Data listing:
===

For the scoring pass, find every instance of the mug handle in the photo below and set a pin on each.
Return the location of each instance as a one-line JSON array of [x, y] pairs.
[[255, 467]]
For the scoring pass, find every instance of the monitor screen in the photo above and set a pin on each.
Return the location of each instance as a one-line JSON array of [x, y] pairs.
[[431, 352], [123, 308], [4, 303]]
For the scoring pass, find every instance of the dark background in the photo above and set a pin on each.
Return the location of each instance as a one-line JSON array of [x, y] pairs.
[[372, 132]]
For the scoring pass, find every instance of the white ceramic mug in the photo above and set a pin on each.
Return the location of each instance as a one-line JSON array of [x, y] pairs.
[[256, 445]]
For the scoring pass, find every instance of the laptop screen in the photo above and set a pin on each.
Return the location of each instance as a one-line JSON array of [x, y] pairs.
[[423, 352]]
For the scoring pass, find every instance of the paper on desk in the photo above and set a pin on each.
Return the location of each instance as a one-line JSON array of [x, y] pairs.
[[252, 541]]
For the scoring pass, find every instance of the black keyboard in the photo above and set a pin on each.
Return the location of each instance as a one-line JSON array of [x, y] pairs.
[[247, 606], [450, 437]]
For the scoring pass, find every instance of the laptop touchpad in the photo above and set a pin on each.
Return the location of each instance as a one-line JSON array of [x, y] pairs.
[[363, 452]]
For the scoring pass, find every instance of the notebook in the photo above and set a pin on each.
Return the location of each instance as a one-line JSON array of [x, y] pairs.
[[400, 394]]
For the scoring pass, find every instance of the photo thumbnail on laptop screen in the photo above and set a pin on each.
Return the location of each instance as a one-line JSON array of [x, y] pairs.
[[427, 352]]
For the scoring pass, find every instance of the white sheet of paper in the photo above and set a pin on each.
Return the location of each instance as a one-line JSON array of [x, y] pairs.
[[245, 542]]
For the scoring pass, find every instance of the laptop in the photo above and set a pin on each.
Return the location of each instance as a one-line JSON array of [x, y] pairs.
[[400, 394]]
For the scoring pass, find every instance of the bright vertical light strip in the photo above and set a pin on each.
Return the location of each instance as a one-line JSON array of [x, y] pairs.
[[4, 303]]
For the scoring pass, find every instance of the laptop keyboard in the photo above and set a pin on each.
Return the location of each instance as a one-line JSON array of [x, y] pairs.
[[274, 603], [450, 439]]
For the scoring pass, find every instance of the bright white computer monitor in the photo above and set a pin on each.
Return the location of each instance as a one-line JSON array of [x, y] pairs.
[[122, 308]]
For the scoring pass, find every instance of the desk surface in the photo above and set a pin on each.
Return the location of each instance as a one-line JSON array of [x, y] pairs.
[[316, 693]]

===

TASK PROMPT:
Using the data above, reproduce every line exactly.

FINAL RESULT:
For the scoring pass, find every instance of the mug handle in the photo below and set a pin on each.
Return the location of each instance as a one-line JSON array of [x, y] pairs.
[[255, 467]]
For the scoring pass, find every instance of the monitor screen in the photo above and set a pin on each.
Return the location of each instance as a one-line JSON array of [x, y] pairs.
[[431, 352], [123, 308], [4, 303]]
For the scoring pass, find every instance of the dark background in the photo above and set a pin on each.
Return the location of each instance as a one-line JSON array of [x, y] pairs.
[[372, 132]]
For the scoring pass, find every instance of the white ceramic mug in the photo above and set a pin on each.
Return the location of each instance as a one-line JSON array of [x, y] pairs.
[[256, 445]]
For the scoring pass, find every instance of the laptop screen in the photo above and set a pin on each.
Return the location of each instance as a one-line JSON array of [x, y] pairs.
[[423, 352]]
For the scoring pass, find every instance of the paper on desk in the photo above and set a pin on each.
Return the location of each instance as a one-line JSON array of [x, y] pairs.
[[252, 541]]
For the scoring pass, find every instance of the black keyboard in the photo above and set a pin on each.
Return the location of each instance as a one-line JSON array of [x, y] pairs.
[[247, 606], [450, 437]]
For the scoring pass, find every instance of the laptop touchpad in the photo above and set a pin on each.
Return the location of each instance as a one-line JSON array of [x, y] pairs.
[[363, 452]]
For the scoring pass, find every instance of the notebook in the photo above and set a pin on each.
Return the location of each instance as a one-line JSON array of [x, y] pairs.
[[400, 394]]
For the scoring pass, find every instance of the photo thumbnail on laptop screen in the photo above and set a pin on each.
Return the location of each instance as a one-line JSON array of [x, y] pairs.
[[427, 352]]
For the scoring pass, find every instance of the white sheet of paper in the photo above and set a pin on each.
Return the location of each instance as a one-line JSON array of [x, y] pairs.
[[245, 542]]
For the scoring pass, find every instance of the laptop in the photo above and set a pin on each.
Return the location of each instance as a one-line JSON array of [x, y] pairs.
[[400, 394]]
For the scoring pass, find every instance of the bright vertical light strip in the photo above and set a pin on each.
Return the location of each instance as a one-line JSON array of [x, y] pairs.
[[4, 303]]
For the scoring pass, find every instance of the laptop keyboard in the photo above and set a pin on each.
Return the location of each instance as a one-line JSON array of [x, y] pairs.
[[274, 603], [450, 439]]
For the scoring pass, find every instance of the bright white computer monitor in the photo above and set a pin on each.
Return the location of each instance as a one-line JSON array of [x, y] pairs.
[[122, 308]]
For the scoring pass, find every instance of the desk surface in the photo above and set a pin on each.
Return the location of each instance as a one-line JSON array of [x, y] pairs.
[[316, 693]]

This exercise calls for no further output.